# [Extrait du texte]
◇ ◇ ◇ ◇ ◇ ◇ ◇

14 août 2013

Temps de lecture : 3 min

La Revue INfluencia : la schizophrénie du luxe…

Arbitrer entre des valeurs incompatibles et contradictoires, tel est l'enjeu majeur du luxe d'aujourd'hui et de demain.

Article paru dans la Revue INfluencia papier et Digitale N°2 : le luxe : quelle(s) valeur(s) pour le luxe ?

La schizophrénie se caractérise, entre autres, par une « grave division de la personnalité ». À l’observer, le luxe semble aujourd’hui atteint de multiples scissions de l’esprit ! Il oscille entre luxure et vertu, artisanat et technologie, universalité et localité, matérialisation et dématérialisation, intemporalité et instantanéité, magnificence et austérité… ses contradictions sont illimitées.

Les grands paradoxes du luxe

Ils ont émergé dans les années 70, quand il a délaissé la haute-couture pour investir le prêt-à-porter et les accessoires. Ils ont été amplifiés dans les années 80 - et, plus encore, 90 - quand le luxe européen s’est déployé et démocratisé pour toucher des cibles toujours plus larges et diversifiées. Il devenait une véritable industrie, rompant avec ses valeurs de sélectivité et d’exclusivité : il lui fallait désormais toucher le plus grand nombre, être « accessible »… tout en continuant à projeter un idéal exclusif et inaccessible pour réalimenter le désir, réaffirmer son statut et constamment recréer de l’écart avec les marques mass.

Aujourd’hui, le luxe fait face à des problématiques plus complexes encore et, surtout, plus exacerbées. D’une part, il doit demeurer universel dans un monde protéiforme régi par des visions et valeurs totalement antinomiques (cf. bas de l’article schéma 1), de l’autre, il doit arbitrer entre ses valeurs intrinsèques (et pérennes) et les valeurs extrinsèques (et galopantes) de la modernité technologique (cf bas de l’article. schéma 2).

◇ ◇ ◇ ◇ ◇ ◇ ◇

# [Données enregistrées]

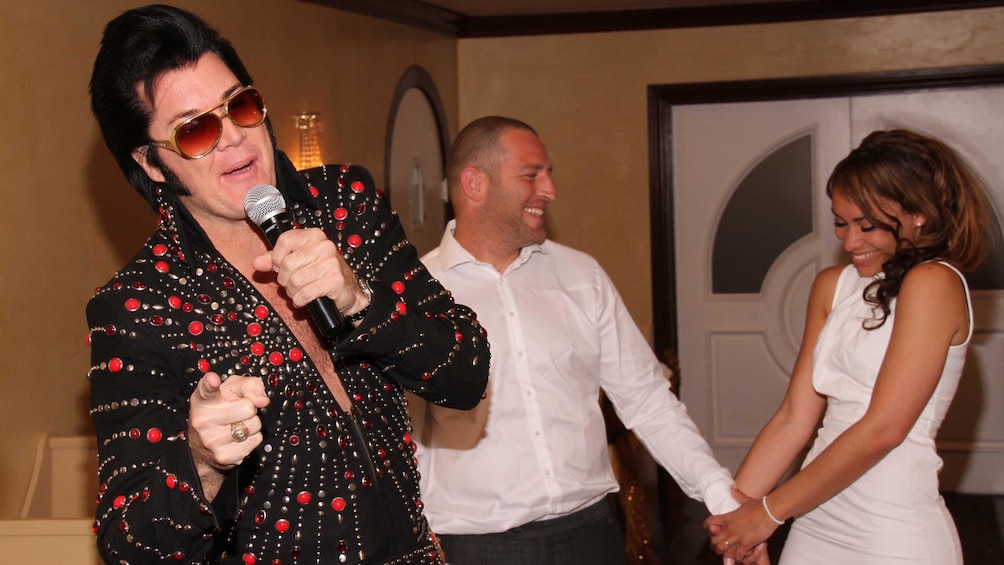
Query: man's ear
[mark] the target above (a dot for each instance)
(140, 156)
(474, 184)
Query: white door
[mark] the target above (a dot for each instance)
(748, 243)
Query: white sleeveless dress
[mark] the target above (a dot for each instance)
(894, 514)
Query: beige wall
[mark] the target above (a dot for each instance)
(71, 220)
(585, 94)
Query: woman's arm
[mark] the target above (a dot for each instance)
(788, 432)
(931, 315)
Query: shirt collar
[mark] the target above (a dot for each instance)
(454, 254)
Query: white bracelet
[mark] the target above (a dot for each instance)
(769, 513)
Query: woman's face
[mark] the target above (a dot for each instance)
(868, 245)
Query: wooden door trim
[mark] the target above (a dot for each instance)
(662, 99)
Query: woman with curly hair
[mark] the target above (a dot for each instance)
(884, 347)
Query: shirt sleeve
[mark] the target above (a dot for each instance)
(151, 506)
(633, 378)
(421, 337)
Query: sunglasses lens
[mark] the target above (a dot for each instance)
(199, 135)
(247, 108)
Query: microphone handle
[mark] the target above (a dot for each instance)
(325, 315)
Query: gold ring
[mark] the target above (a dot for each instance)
(239, 432)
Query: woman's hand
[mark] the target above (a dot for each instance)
(741, 535)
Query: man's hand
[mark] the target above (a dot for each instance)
(216, 409)
(307, 265)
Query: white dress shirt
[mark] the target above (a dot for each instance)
(536, 448)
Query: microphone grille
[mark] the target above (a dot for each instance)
(263, 202)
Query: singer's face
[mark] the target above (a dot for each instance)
(242, 159)
(520, 191)
(868, 245)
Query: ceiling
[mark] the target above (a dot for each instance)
(494, 18)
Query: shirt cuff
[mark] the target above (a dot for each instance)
(718, 496)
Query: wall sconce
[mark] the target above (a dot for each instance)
(308, 122)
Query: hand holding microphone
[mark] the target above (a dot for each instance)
(307, 263)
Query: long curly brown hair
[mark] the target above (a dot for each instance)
(924, 177)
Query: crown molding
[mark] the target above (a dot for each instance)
(426, 16)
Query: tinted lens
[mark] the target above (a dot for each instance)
(247, 108)
(199, 135)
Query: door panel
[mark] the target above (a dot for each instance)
(737, 349)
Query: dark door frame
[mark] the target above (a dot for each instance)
(662, 99)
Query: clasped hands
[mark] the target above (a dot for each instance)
(741, 536)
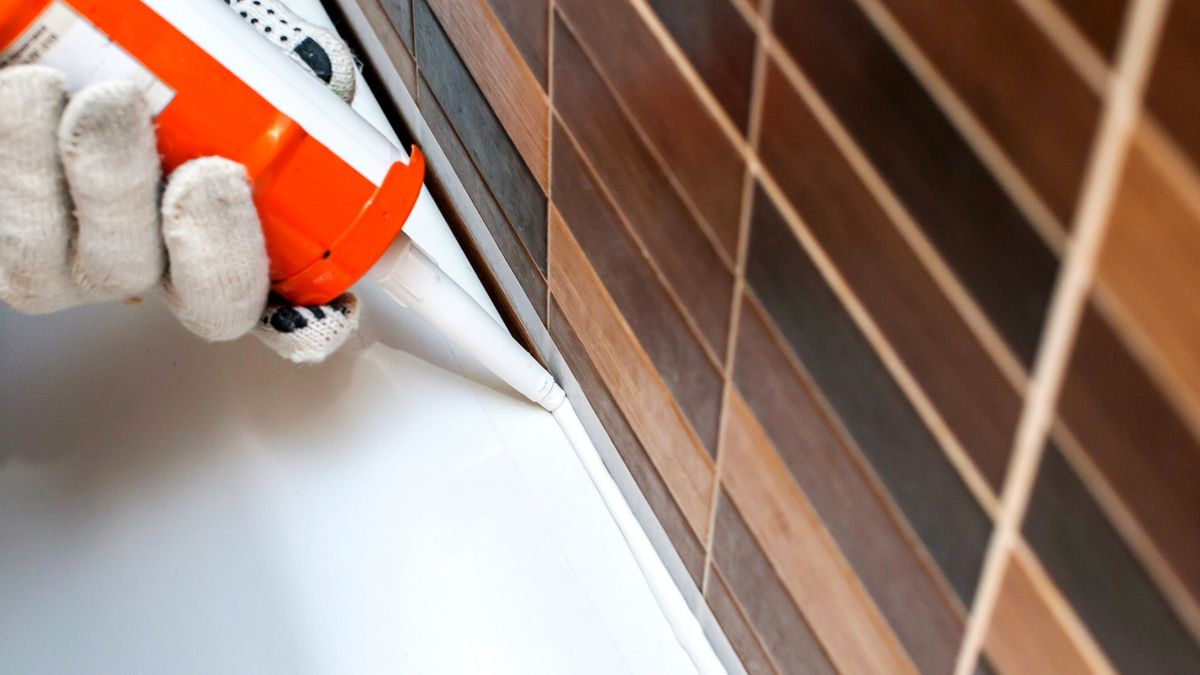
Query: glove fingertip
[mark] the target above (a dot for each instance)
(309, 334)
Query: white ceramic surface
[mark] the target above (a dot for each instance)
(171, 506)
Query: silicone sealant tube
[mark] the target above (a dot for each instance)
(413, 279)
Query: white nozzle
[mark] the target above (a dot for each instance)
(409, 275)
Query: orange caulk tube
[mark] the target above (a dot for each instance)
(331, 192)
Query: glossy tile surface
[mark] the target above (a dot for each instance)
(672, 117)
(961, 208)
(481, 133)
(659, 324)
(783, 628)
(867, 401)
(720, 46)
(623, 436)
(1137, 628)
(847, 501)
(1017, 83)
(885, 273)
(647, 199)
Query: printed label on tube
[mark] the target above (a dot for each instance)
(64, 40)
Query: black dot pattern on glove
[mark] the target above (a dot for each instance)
(288, 320)
(316, 58)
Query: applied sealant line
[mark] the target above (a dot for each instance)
(666, 593)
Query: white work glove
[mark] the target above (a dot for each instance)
(82, 219)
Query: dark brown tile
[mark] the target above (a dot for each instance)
(628, 444)
(515, 254)
(527, 23)
(1018, 83)
(675, 119)
(737, 628)
(1099, 19)
(805, 557)
(1173, 95)
(393, 25)
(867, 400)
(849, 502)
(642, 192)
(657, 322)
(961, 208)
(1102, 579)
(1145, 452)
(508, 84)
(400, 13)
(751, 580)
(720, 45)
(483, 136)
(636, 386)
(883, 272)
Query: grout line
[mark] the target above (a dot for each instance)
(694, 210)
(487, 187)
(640, 354)
(689, 72)
(612, 303)
(550, 142)
(594, 175)
(745, 617)
(1183, 178)
(1061, 610)
(1129, 529)
(910, 230)
(1181, 399)
(845, 441)
(1117, 125)
(757, 87)
(893, 363)
(959, 297)
(1061, 29)
(993, 155)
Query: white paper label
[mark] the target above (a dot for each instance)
(64, 40)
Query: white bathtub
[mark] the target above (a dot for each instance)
(171, 506)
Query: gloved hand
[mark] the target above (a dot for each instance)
(83, 219)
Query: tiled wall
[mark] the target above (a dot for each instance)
(823, 269)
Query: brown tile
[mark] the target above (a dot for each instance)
(862, 394)
(675, 119)
(659, 324)
(910, 308)
(1025, 637)
(809, 563)
(1145, 452)
(483, 136)
(1018, 83)
(847, 501)
(1173, 95)
(503, 76)
(737, 627)
(400, 15)
(720, 46)
(1151, 257)
(751, 580)
(394, 28)
(1102, 579)
(933, 171)
(1099, 19)
(505, 236)
(528, 24)
(631, 378)
(642, 192)
(647, 477)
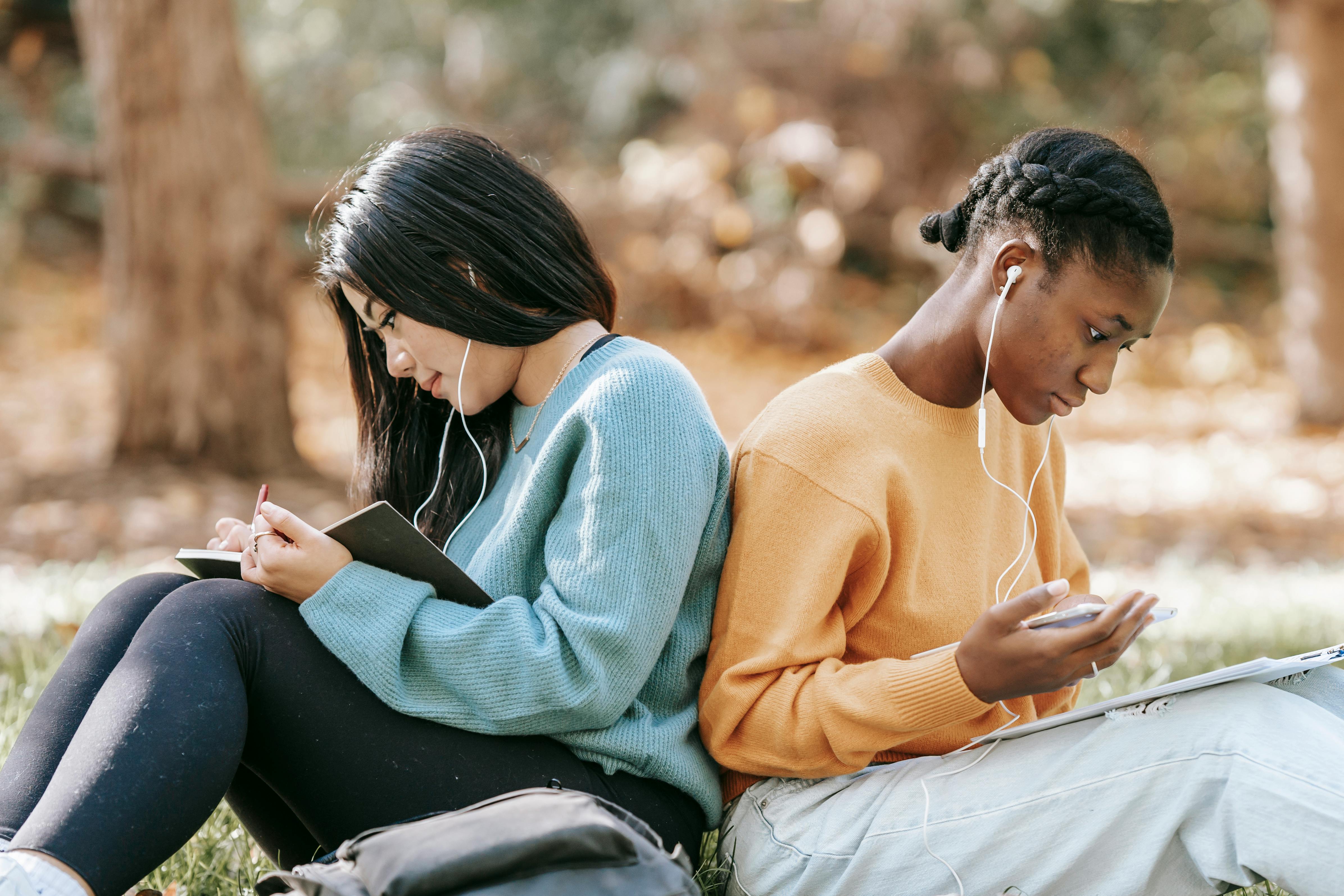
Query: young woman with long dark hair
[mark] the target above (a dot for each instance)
(577, 476)
(827, 698)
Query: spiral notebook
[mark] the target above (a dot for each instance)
(380, 537)
(1263, 671)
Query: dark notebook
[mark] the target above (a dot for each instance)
(380, 537)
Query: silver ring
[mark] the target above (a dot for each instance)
(257, 535)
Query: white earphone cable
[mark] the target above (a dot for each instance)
(1014, 273)
(475, 444)
(443, 445)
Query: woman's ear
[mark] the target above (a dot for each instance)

◇ ◇ ◇ ◇ ◇ ◇ ◇

# [Exercices proposés]
a) Répondez à ces questions sur l'article consacré au luxe :
(i) Dans quelle décennie les grands paradoxes du luxe ont-ils émergé ?
(ii) Dans quel numéro de la Revue INfluencia l'article est-il paru ?
(iii) Par quoi la schizophrénie se caractérise-t-elle, entre autres, selon la définition citée ?
b) Repérez toutes les lignes des entrées qui contiennent la chaîne « wall », puis recopiez-les.

# [Solutions dans l'ordre]
a)
(i) Dans les années 70.
(ii) Dans le N°2.
(iii) Par une « grave division de la personnalité ».

b)
Query: beige wall
Query: wall sconce
Query: tiled wall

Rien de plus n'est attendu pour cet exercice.